#### EXERCISE:
What number of lines in the entries below include the string "instance"? Respond with that number alone.

#### RECORDS TO USE:
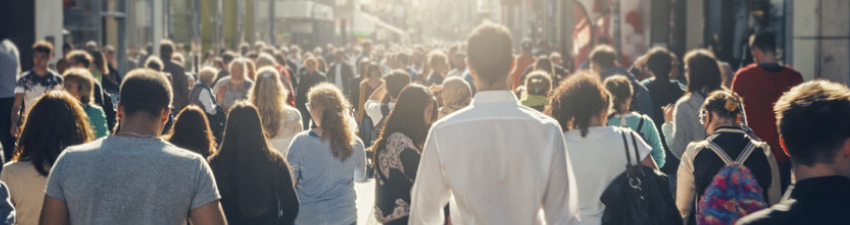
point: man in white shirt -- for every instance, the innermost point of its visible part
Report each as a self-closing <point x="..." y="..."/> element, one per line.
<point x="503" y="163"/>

---

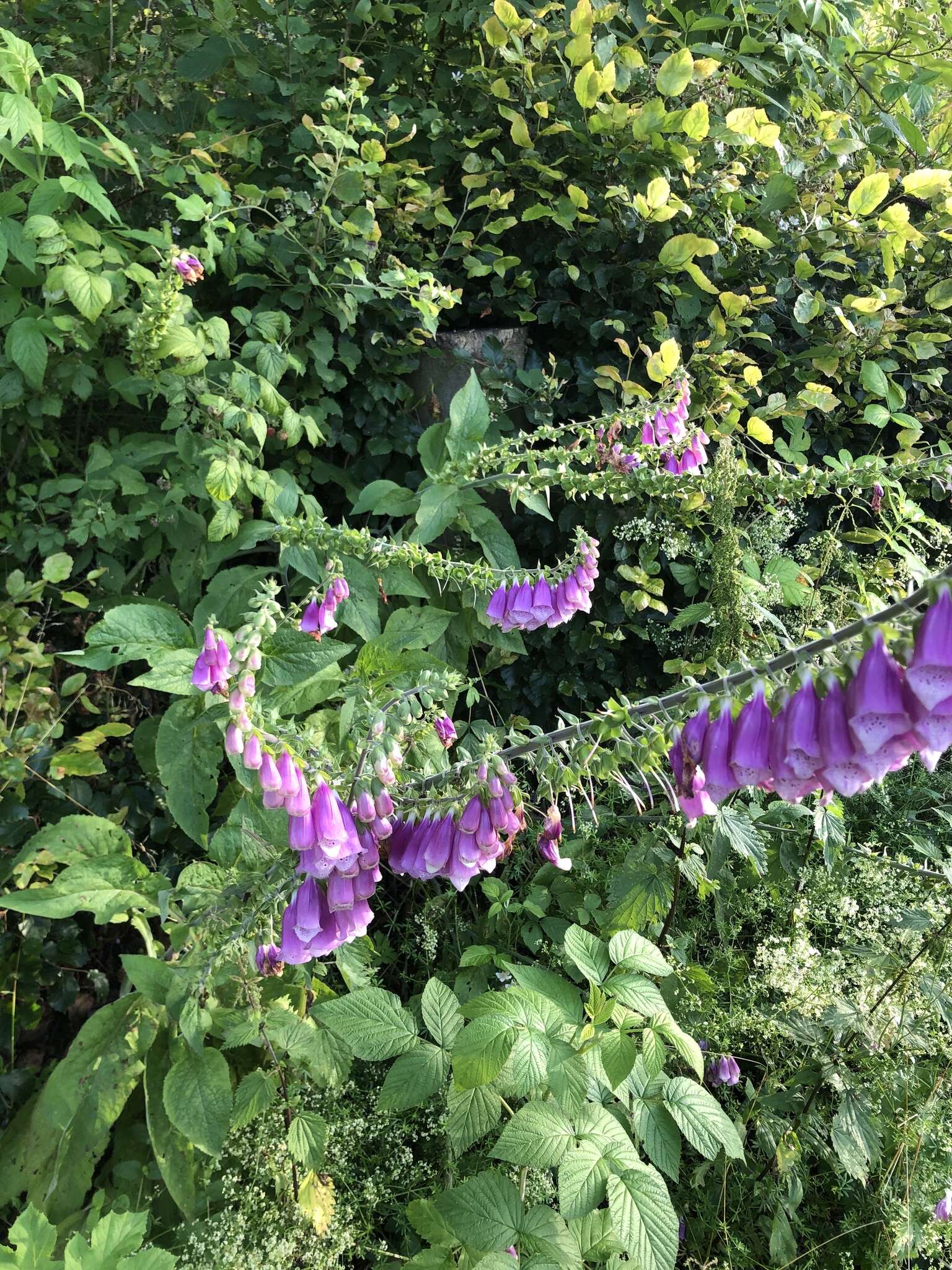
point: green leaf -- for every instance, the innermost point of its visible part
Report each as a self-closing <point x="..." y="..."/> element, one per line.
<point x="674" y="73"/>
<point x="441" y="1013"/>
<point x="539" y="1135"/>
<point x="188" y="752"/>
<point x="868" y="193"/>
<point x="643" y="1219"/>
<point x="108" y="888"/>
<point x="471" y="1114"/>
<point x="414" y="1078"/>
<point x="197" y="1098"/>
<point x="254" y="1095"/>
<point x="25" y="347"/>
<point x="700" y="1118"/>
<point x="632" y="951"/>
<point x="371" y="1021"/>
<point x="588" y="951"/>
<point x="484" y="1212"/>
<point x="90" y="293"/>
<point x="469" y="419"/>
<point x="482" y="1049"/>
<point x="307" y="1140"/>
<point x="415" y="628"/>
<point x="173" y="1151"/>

#### ANSWER SECTION:
2